** Instructions for the task **
Copy out every line of the records below that contains the word "long".

** Input data **
+++

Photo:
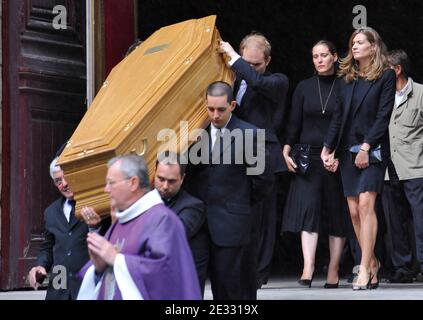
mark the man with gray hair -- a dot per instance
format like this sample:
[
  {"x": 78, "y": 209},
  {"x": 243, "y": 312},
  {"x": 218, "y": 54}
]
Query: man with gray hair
[
  {"x": 64, "y": 249},
  {"x": 403, "y": 194},
  {"x": 145, "y": 253}
]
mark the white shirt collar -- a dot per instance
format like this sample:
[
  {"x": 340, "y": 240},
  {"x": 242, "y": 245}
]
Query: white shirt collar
[
  {"x": 400, "y": 95},
  {"x": 213, "y": 130},
  {"x": 144, "y": 203},
  {"x": 404, "y": 90},
  {"x": 67, "y": 208}
]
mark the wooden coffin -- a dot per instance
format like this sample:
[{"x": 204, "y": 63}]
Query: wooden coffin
[{"x": 157, "y": 86}]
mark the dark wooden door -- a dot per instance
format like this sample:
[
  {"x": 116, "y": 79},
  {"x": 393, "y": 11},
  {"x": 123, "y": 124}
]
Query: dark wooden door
[{"x": 44, "y": 90}]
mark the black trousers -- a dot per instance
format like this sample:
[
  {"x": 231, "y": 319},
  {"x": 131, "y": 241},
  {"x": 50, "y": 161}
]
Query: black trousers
[
  {"x": 401, "y": 200},
  {"x": 226, "y": 276}
]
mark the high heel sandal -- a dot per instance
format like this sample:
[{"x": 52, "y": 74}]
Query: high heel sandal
[
  {"x": 331, "y": 285},
  {"x": 306, "y": 282},
  {"x": 365, "y": 286},
  {"x": 375, "y": 285}
]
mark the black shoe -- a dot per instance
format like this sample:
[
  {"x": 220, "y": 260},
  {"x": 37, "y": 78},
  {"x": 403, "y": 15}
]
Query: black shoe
[
  {"x": 331, "y": 285},
  {"x": 305, "y": 282},
  {"x": 401, "y": 277},
  {"x": 351, "y": 277}
]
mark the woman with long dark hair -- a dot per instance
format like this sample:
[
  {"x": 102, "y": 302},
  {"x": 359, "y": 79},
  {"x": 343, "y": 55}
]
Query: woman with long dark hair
[
  {"x": 359, "y": 133},
  {"x": 315, "y": 197}
]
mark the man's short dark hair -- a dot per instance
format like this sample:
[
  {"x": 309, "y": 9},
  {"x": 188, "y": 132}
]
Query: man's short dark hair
[
  {"x": 220, "y": 89},
  {"x": 132, "y": 165},
  {"x": 169, "y": 157},
  {"x": 400, "y": 58}
]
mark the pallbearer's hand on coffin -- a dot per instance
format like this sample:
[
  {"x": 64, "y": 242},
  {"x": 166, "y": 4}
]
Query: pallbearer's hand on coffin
[
  {"x": 91, "y": 218},
  {"x": 227, "y": 49}
]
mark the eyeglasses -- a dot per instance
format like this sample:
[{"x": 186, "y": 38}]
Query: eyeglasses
[
  {"x": 111, "y": 183},
  {"x": 59, "y": 181}
]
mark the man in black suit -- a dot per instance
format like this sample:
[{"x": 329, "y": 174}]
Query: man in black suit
[
  {"x": 230, "y": 182},
  {"x": 64, "y": 249},
  {"x": 170, "y": 173},
  {"x": 261, "y": 97}
]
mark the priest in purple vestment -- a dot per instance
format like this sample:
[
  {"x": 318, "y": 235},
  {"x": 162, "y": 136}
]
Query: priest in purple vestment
[{"x": 145, "y": 253}]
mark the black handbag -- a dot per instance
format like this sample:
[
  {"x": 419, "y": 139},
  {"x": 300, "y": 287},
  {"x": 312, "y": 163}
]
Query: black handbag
[
  {"x": 375, "y": 155},
  {"x": 300, "y": 153}
]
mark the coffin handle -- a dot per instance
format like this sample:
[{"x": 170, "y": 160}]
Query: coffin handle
[{"x": 144, "y": 148}]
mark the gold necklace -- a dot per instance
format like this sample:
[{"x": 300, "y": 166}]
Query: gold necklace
[{"x": 320, "y": 95}]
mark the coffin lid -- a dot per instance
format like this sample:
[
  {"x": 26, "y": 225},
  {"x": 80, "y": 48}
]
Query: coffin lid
[{"x": 159, "y": 84}]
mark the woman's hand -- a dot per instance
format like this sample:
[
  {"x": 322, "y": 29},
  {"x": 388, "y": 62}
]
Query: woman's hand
[
  {"x": 290, "y": 163},
  {"x": 362, "y": 159},
  {"x": 328, "y": 159}
]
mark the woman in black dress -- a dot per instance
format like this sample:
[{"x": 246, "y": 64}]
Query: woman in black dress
[
  {"x": 361, "y": 125},
  {"x": 316, "y": 197}
]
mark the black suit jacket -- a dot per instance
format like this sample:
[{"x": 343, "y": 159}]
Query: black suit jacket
[
  {"x": 263, "y": 105},
  {"x": 64, "y": 245},
  {"x": 371, "y": 117},
  {"x": 227, "y": 190},
  {"x": 190, "y": 210}
]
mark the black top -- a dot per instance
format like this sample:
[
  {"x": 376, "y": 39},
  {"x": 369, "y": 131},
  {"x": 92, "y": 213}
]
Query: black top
[
  {"x": 348, "y": 138},
  {"x": 307, "y": 124}
]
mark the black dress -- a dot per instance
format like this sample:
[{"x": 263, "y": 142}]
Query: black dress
[
  {"x": 315, "y": 202},
  {"x": 355, "y": 180}
]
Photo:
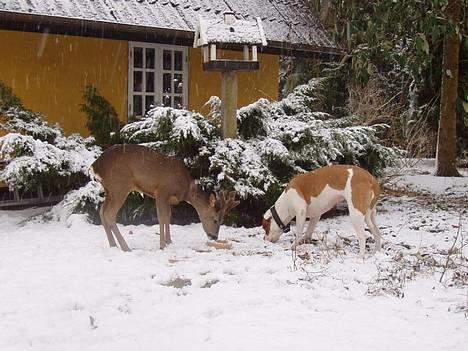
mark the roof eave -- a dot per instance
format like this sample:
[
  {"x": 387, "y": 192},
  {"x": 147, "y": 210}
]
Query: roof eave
[{"x": 121, "y": 31}]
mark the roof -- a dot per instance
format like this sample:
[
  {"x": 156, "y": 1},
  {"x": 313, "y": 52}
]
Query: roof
[
  {"x": 235, "y": 31},
  {"x": 287, "y": 23}
]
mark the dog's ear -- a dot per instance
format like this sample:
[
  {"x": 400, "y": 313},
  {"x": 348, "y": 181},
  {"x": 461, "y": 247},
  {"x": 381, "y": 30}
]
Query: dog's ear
[{"x": 266, "y": 224}]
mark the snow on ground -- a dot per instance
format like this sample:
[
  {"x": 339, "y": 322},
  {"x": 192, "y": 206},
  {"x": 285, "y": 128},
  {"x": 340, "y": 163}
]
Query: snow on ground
[
  {"x": 63, "y": 288},
  {"x": 417, "y": 175}
]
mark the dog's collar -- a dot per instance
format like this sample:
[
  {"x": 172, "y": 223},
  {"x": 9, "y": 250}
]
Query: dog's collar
[{"x": 285, "y": 228}]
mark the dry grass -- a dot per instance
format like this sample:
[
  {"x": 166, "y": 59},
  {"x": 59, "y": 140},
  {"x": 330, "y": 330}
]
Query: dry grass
[{"x": 374, "y": 106}]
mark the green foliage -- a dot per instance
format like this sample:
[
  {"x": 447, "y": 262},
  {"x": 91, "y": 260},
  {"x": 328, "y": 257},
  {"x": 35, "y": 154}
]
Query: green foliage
[
  {"x": 277, "y": 140},
  {"x": 403, "y": 41},
  {"x": 102, "y": 119},
  {"x": 38, "y": 153}
]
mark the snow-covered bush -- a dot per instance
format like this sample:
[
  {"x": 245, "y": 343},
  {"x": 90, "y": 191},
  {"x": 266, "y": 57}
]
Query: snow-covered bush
[
  {"x": 276, "y": 141},
  {"x": 39, "y": 154}
]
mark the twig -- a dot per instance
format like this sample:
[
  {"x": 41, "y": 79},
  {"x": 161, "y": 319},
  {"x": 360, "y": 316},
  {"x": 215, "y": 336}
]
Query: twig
[{"x": 450, "y": 251}]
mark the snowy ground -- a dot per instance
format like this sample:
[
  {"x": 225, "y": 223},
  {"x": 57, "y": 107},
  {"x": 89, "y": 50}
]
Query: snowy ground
[{"x": 62, "y": 288}]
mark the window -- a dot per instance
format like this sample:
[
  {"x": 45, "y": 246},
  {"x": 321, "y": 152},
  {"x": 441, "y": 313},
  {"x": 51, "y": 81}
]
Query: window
[{"x": 157, "y": 75}]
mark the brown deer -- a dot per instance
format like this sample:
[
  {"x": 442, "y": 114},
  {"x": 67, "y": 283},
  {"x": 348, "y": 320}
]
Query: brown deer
[{"x": 122, "y": 169}]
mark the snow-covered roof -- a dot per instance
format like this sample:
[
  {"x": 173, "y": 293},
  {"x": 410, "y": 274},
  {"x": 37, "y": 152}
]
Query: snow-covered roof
[
  {"x": 233, "y": 31},
  {"x": 287, "y": 23}
]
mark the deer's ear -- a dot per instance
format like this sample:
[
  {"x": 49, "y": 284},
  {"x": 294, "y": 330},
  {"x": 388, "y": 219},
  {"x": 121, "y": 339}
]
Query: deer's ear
[{"x": 212, "y": 200}]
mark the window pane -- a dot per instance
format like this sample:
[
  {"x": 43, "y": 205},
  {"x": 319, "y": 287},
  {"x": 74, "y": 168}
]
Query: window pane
[
  {"x": 149, "y": 58},
  {"x": 178, "y": 60},
  {"x": 138, "y": 57},
  {"x": 167, "y": 60},
  {"x": 137, "y": 81},
  {"x": 137, "y": 105},
  {"x": 178, "y": 83},
  {"x": 149, "y": 102},
  {"x": 167, "y": 83},
  {"x": 150, "y": 81},
  {"x": 167, "y": 100},
  {"x": 178, "y": 102}
]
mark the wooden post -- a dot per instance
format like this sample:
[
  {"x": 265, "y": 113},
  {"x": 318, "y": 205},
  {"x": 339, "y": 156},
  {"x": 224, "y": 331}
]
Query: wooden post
[
  {"x": 246, "y": 52},
  {"x": 229, "y": 104}
]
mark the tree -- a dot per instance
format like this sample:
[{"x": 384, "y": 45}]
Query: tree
[{"x": 446, "y": 156}]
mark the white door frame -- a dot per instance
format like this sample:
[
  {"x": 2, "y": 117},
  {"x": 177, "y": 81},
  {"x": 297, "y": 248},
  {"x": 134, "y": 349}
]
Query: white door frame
[{"x": 158, "y": 71}]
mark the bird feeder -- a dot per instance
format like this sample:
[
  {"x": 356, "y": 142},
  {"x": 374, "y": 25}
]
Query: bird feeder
[{"x": 229, "y": 32}]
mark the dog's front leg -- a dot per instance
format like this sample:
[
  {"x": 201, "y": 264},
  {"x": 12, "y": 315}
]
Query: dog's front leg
[{"x": 300, "y": 221}]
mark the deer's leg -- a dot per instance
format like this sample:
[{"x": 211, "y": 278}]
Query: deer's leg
[
  {"x": 163, "y": 210},
  {"x": 109, "y": 213},
  {"x": 168, "y": 229},
  {"x": 106, "y": 226}
]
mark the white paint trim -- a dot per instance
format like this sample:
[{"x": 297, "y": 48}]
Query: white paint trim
[
  {"x": 262, "y": 32},
  {"x": 254, "y": 53},
  {"x": 158, "y": 71}
]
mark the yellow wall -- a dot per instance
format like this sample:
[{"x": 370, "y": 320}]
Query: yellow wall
[
  {"x": 250, "y": 85},
  {"x": 49, "y": 73}
]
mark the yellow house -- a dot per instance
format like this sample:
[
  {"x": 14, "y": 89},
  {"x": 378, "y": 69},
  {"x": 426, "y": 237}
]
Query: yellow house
[{"x": 139, "y": 53}]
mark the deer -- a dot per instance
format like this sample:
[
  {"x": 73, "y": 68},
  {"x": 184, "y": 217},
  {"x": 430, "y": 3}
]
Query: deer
[
  {"x": 124, "y": 168},
  {"x": 314, "y": 193}
]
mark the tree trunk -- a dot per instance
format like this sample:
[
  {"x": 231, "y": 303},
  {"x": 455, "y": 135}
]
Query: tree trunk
[{"x": 446, "y": 155}]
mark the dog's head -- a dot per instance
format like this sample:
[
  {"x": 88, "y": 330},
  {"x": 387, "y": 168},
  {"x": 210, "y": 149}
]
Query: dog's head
[{"x": 272, "y": 230}]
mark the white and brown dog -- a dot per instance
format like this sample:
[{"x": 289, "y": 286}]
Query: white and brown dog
[{"x": 314, "y": 193}]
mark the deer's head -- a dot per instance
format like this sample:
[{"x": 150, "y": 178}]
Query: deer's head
[{"x": 212, "y": 216}]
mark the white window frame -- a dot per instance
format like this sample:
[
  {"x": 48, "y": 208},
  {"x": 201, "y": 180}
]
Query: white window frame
[{"x": 158, "y": 71}]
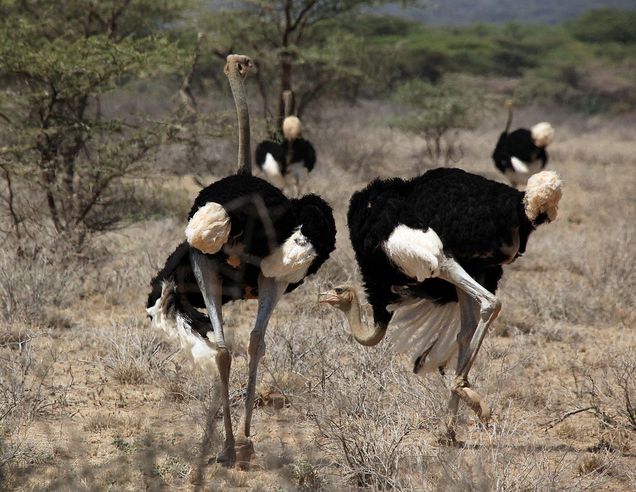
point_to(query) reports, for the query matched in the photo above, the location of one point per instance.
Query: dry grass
(90, 399)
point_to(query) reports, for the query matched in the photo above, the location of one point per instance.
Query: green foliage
(605, 26)
(304, 45)
(60, 154)
(550, 64)
(435, 109)
(436, 113)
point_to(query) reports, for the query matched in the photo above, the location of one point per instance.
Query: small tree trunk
(285, 83)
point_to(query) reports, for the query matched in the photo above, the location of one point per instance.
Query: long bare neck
(363, 334)
(509, 120)
(243, 115)
(288, 103)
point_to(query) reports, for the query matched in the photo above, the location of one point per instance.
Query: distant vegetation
(587, 64)
(466, 12)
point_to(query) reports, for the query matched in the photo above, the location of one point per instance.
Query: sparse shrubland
(90, 397)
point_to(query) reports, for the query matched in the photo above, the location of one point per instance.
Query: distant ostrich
(522, 153)
(245, 240)
(431, 251)
(292, 159)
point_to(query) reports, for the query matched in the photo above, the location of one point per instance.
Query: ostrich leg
(211, 288)
(470, 295)
(269, 293)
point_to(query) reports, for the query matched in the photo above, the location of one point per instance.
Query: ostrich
(294, 158)
(244, 240)
(431, 251)
(522, 153)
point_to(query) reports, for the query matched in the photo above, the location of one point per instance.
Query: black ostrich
(431, 251)
(522, 153)
(290, 160)
(245, 240)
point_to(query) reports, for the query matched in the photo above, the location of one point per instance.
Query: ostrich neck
(242, 112)
(365, 335)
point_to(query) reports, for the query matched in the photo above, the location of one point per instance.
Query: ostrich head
(542, 134)
(340, 297)
(541, 199)
(291, 128)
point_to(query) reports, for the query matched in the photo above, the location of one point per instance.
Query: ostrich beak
(329, 297)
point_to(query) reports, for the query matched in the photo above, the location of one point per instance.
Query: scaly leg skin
(470, 295)
(270, 292)
(227, 457)
(211, 288)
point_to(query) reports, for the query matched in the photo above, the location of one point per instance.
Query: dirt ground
(92, 399)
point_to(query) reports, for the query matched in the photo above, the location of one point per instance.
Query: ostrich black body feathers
(262, 218)
(475, 218)
(519, 144)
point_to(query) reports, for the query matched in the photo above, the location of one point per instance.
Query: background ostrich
(431, 251)
(290, 161)
(522, 153)
(245, 240)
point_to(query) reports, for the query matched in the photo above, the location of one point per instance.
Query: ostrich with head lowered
(522, 153)
(244, 240)
(293, 158)
(431, 251)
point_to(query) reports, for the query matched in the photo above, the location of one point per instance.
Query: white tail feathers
(209, 228)
(542, 134)
(291, 127)
(542, 195)
(290, 261)
(176, 328)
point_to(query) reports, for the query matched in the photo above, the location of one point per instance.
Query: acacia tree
(63, 161)
(437, 113)
(302, 44)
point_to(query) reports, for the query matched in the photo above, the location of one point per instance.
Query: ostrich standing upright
(245, 240)
(292, 159)
(522, 153)
(431, 251)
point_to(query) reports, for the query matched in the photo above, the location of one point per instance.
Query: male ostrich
(431, 251)
(292, 159)
(522, 153)
(245, 240)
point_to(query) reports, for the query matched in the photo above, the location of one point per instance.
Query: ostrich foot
(227, 457)
(448, 437)
(244, 453)
(476, 403)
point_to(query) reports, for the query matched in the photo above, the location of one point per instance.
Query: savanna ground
(91, 398)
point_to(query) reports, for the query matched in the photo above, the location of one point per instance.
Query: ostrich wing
(415, 252)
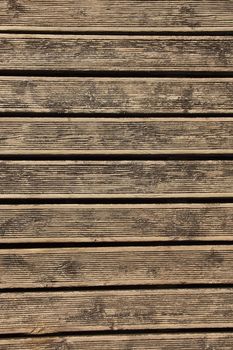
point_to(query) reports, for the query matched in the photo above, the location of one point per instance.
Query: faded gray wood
(116, 179)
(116, 135)
(75, 267)
(116, 223)
(39, 312)
(116, 95)
(188, 341)
(116, 15)
(115, 53)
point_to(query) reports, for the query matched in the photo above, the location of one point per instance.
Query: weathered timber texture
(115, 53)
(116, 223)
(116, 179)
(188, 341)
(116, 135)
(116, 95)
(66, 267)
(116, 15)
(51, 312)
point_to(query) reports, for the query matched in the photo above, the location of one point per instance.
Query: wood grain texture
(115, 223)
(116, 95)
(116, 179)
(38, 313)
(75, 267)
(116, 136)
(117, 15)
(189, 341)
(115, 53)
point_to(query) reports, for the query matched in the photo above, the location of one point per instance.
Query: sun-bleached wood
(115, 53)
(116, 15)
(116, 179)
(115, 223)
(176, 341)
(52, 312)
(116, 135)
(116, 95)
(115, 266)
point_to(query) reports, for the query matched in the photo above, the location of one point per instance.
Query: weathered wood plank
(115, 53)
(116, 135)
(38, 313)
(116, 95)
(188, 341)
(75, 267)
(116, 223)
(117, 15)
(116, 179)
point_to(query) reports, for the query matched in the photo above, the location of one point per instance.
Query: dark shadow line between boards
(150, 73)
(128, 244)
(117, 287)
(110, 333)
(122, 114)
(117, 157)
(146, 32)
(129, 200)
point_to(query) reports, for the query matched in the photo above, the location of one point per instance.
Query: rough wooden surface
(115, 53)
(116, 135)
(51, 312)
(116, 15)
(75, 267)
(116, 179)
(116, 95)
(115, 223)
(188, 341)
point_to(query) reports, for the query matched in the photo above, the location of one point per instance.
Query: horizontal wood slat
(38, 313)
(115, 53)
(115, 223)
(116, 135)
(188, 341)
(116, 179)
(117, 15)
(75, 267)
(116, 95)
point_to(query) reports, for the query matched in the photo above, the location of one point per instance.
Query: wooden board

+++

** Completed task **
mark the woman with long dark hair -- a dot per instance
Query: woman with long dark hair
Query: long bare neck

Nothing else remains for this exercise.